◆ **Compiti da svolgere**
1) Spiega perché, secondo l'estratto sulla Città amica, Alzheimer Uniti Italia ha stilato le Indicazioni per realizzare la Città amica.
2) Prosegui l'estratto sulla Città amica a partire dal punto in cui si interrompe.

Alzheimer Uniti Italia sta portando avanti da anni il Progetto della Città amica, un cambio di mentalità radicale, un modo di porsi differente, una comunità che, senza stravolgimenti dei propri ritmi, cadenza la quotidianità di chi è in difficoltà. Un vero Rinascimento del sociale per realizzare il quale occorrono preparazione, competenza, cuore, disponibilità, generosità, coraggio, sensibilità, altruismo. Non si improvvisa nulla e la buona volontà da sola non basta; è per questo che Alzheimer Uniti Italia ha stilato le Indicazioni per realizzare la Città amica.
Un cammino che vede tutti coinvolti, nessuno escluso. Il logo che è stato scelto è l’abbraccio (donato dal pittore Gatrillo) che è l’emblema di quanto l’associazione si propone di fare, un’intera comunità che avvolge e sostiene la persona fragile.

[Record archiviati]
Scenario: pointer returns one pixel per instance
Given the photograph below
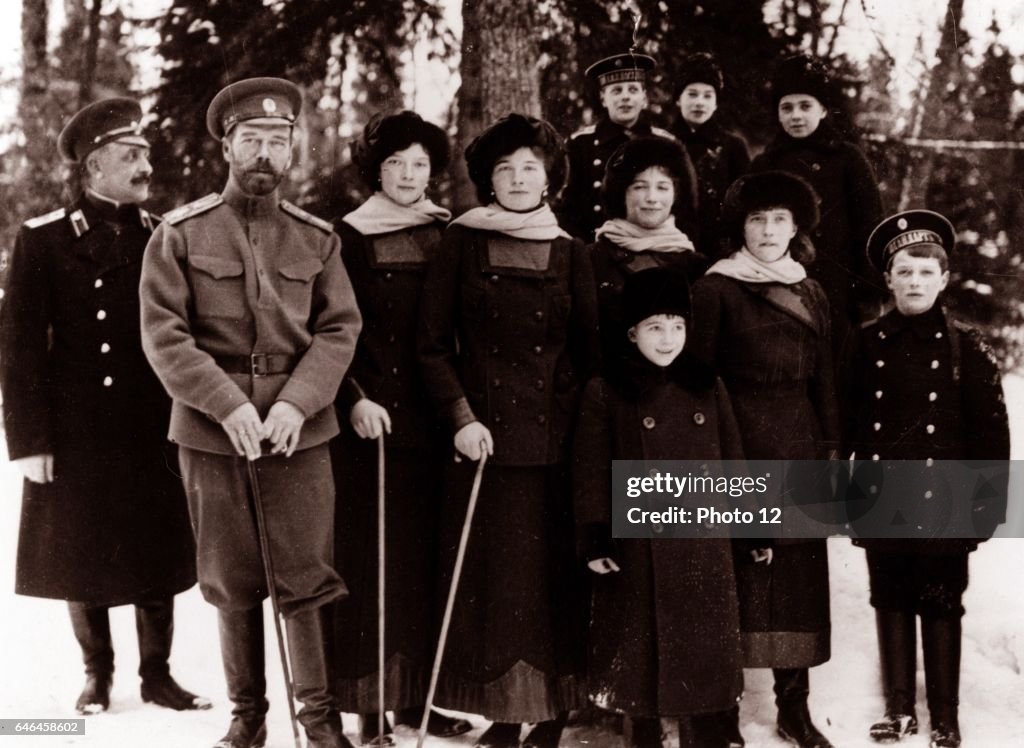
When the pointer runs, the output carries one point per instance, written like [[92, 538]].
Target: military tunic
[[926, 388], [246, 300], [387, 272], [589, 149], [113, 527]]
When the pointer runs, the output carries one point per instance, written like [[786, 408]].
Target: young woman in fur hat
[[809, 146], [648, 194], [387, 243], [508, 335], [719, 157], [664, 635], [763, 325]]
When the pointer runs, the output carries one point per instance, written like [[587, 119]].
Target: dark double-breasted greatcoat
[[769, 342], [719, 158], [589, 150], [925, 388], [664, 630], [850, 207], [508, 335], [387, 273], [113, 527]]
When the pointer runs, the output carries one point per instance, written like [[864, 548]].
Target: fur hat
[[508, 135], [654, 291], [801, 74], [639, 155], [699, 68], [385, 135], [765, 190]]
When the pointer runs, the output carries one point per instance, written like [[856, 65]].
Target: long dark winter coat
[[612, 265], [508, 335], [665, 630], [113, 528], [851, 207], [769, 342], [719, 157], [387, 272], [589, 150], [925, 387]]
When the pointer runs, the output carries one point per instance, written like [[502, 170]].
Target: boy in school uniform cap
[[926, 388], [250, 322], [622, 82]]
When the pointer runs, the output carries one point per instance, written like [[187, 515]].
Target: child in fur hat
[[665, 629]]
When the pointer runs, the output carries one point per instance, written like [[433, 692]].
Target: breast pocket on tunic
[[219, 287], [297, 286]]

◆ **Soluzioni degli esercizi**
1) Le ha stilate perché realizzare la Città amica richiede preparazione e competenza: non si improvvisa nulla e la buona volontà da sola non basta.

2)
Combattere la solitudine vuol dire combattere il pregiudizio, l’abbandono, l’isolamento, lo stigma e tutte le situazioni in cui la persona con demenza e la famiglia vivono. Sperimentando la Città amica ci accorgiamo di quanto, ognuno di noi, ha bisogno di sentirsi parte di qualcosa per dare un senso profondo alla propria esistenza.
Ogni volta che incontriamo le forze dell’ordine piuttosto che gli studenti per spiegare quanto stiamo provando a fare, cogliamo subito un atteggiamento di grande ascolto e collaborazione. Certo, occupandosi di demenza, abbiamo chiamato la progettualità Città amica della persona con demenza, ma è Città amica della persona. Tutti noi cerchiamo l’appartenenza: fare parte di una comunità dà forza e toglie la paura che impedisce di guardare al domani. Stiamo assistendo al miglioramento della qualità di vita per tutti in quanto, favorire le relazioni e proiettarsi verso chi ha bisogno, dà un valore aggiunto a qualsiasi individuo. Perciò è importante stimolare fra tutti i cittadini un’alleanza strategica, volta al rispetto della dignità e della libertà della persona, indipendentemente dal suo stato cognitivo.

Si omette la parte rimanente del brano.